- _Aim of the task_
Please restate, word for word, the lines below that begin at the one with "Consider the photo below. For each instance of the pine" and end at the one with "Target: snow on tree". Leave out all other lines.
(Data for review begins)
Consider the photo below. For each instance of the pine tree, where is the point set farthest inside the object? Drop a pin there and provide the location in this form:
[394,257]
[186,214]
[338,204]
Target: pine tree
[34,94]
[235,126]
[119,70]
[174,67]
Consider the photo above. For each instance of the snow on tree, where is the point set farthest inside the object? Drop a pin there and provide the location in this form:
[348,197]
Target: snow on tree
(Data for review ends)
(Data for review begins)
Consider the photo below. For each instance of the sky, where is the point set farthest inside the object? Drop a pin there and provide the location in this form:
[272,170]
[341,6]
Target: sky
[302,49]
(Data for review ends)
(Data for review begins)
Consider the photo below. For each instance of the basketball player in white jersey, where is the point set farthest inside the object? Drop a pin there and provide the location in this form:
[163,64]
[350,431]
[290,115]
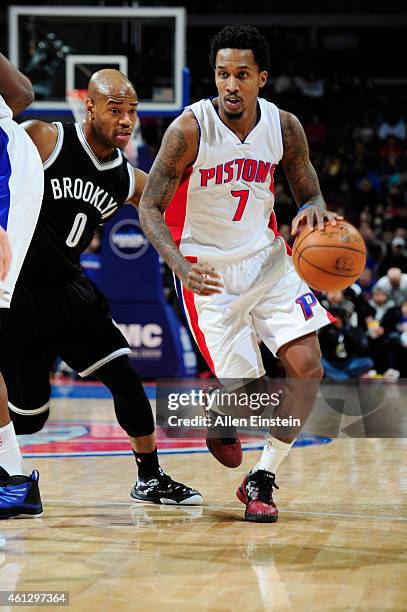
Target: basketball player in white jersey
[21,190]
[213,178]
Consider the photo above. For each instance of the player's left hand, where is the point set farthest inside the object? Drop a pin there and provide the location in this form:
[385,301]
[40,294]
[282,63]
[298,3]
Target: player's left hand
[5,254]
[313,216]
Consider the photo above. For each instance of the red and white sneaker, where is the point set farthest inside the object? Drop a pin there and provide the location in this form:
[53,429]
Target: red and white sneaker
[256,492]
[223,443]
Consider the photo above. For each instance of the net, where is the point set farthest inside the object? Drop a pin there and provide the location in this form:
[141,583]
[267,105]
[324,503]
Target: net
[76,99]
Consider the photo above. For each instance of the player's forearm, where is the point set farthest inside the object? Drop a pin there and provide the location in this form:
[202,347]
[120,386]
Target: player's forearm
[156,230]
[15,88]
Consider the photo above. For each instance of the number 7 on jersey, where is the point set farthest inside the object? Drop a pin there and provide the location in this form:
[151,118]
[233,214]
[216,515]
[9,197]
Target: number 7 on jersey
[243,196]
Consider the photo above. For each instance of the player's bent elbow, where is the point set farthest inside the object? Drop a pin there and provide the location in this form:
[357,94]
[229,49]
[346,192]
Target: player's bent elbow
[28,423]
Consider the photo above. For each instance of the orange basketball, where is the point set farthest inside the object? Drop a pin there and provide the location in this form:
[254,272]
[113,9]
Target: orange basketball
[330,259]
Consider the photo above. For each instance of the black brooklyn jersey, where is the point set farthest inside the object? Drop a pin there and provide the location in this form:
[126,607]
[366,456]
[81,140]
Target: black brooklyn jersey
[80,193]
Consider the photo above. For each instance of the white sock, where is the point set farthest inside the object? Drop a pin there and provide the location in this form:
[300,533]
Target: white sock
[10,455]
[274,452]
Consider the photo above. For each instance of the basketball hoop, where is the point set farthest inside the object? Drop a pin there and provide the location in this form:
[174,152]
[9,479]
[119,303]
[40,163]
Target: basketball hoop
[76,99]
(Data for review ends)
- _Written answer_
Consider the photo below. For each instance of the pine tree, where is the point set farthest inside the object? Drop a pin there and provide the location in this form:
[394,257]
[186,214]
[338,204]
Target: pine tree
[34,94]
[235,126]
[119,70]
[174,67]
Consider the photo above. For each instance of the snow on tree, where is the point set farthest inside the object? Drop a pin there and provide the location in this form:
[348,197]
Target: snow on tree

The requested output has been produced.